# TEXT SECTION:
● ● ●

Editor’s Note: California Gov. Jerry Brown has proposed a new formula for funding the state’s public schools. Known as the Local Control Funding Formula, the plan seeks to address glaring inequities plaguing the current K-12 school finance system. In 2008, State Board of Education President Michael Kirst co-authored a policy brief that became the foundation for Brown’s proposed formula. NAM editor Peter Schurmann spoke with Kirst about how the state ended up with the system now in place and whether the governor’s formula can help turn things around.
New America Media: If education experts agree on anything, it’s that California’s current school funding system is a wreck. How did we get to this point?
Michael Kirst: California was the nationwide leader in school-finance equity up to 1971. That year, the state’s Supreme Court ruled in Serrano v. Priest that the system was unconstitutional because it was based on property tax wealth in California’s more than 1,000 districts. The court was convinced there was a correlation between the wealth of property in the district and the spending level.
This was a major issue in the 1974 campaign for governor, and I was brought in as the advisor for Gov. Brown to solve it. The courts said, “Just make sure the districts are spending about the same amount of money, even if their property tax values vary enormously.”
So we leveled the high-spending districts down and leveled the low-spending districts up. Finally, something like 95 percent of pupils were enrolled in districts that were spending within $300 of each other. The courts said, “Fine, you’ve done your job.” And they ended the suit.
Well, that left us with no adjustments for special needs. And then the categorical programs [legally required, such as special education] began to really proliferate.

● ● ●

# WHAT THE EXERCISE ASKS:
Reproduce the interview on California school funding word for word, in full. The lines that come next were taken from a different source.

# EXTRACTED MATERIAL:
● ● ●

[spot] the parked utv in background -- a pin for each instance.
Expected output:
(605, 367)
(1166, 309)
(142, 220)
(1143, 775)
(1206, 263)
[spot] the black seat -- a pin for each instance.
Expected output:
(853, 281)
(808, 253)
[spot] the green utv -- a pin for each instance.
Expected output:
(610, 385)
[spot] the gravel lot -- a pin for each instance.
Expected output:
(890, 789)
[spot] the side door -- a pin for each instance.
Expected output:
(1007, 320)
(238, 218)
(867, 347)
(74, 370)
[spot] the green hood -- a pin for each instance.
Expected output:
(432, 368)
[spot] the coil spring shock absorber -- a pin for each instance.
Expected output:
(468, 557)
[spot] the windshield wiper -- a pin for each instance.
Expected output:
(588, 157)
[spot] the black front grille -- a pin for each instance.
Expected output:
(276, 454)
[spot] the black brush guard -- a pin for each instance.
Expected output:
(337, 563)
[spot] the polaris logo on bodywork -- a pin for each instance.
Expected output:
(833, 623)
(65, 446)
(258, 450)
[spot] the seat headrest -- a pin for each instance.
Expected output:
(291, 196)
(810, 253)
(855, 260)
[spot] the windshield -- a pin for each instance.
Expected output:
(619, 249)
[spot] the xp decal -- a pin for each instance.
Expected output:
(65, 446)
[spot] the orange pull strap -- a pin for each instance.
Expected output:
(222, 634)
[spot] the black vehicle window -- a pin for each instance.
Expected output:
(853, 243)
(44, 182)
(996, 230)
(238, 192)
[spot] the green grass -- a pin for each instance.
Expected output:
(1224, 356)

● ● ●

# OUTPUT FOR THIS TASK:
Editor’s Note: California Gov. Jerry Brown has proposed a new formula for funding the state’s public schools. Known as the Local Control Funding Formula, the plan seeks to address glaring inequities plaguing the current K-12 school finance system. In 2008, State Board of Education President Michael Kirst co-authored a policy brief that became the foundation for Brown’s proposed formula. NAM editor Peter Schurmann spoke with Kirst about how the state ended up with the system now in place and whether the governor’s formula can help turn things around.
New America Media: If education experts agree on anything, it’s that California’s current school funding system is a wreck. How did we get to this point?
Michael Kirst: California was the nationwide leader in school-finance equity up to 1971. That year, the state’s Supreme Court ruled in Serrano v. Priest that the system was unconstitutional because it was based on property tax wealth in California’s more than 1,000 districts. The court was convinced there was a correlation between the wealth of property in the district and the spending level.
This was a major issue in the 1974 campaign for governor, and I was brought in as the advisor for Gov. Brown to solve it. The courts said, “Just make sure the districts are spending about the same amount of money, even if their property tax values vary enormously.”
So we leveled the high-spending districts down and leveled the low-spending districts up. Finally, something like 95 percent of pupils were enrolled in districts that were spending within $300 of each other. The courts said, “Fine, you’ve done your job.” And they ended the suit.
Well, that left us with no adjustments for special needs. And then the categorical programs [legally required, such as special education] began to really proliferate.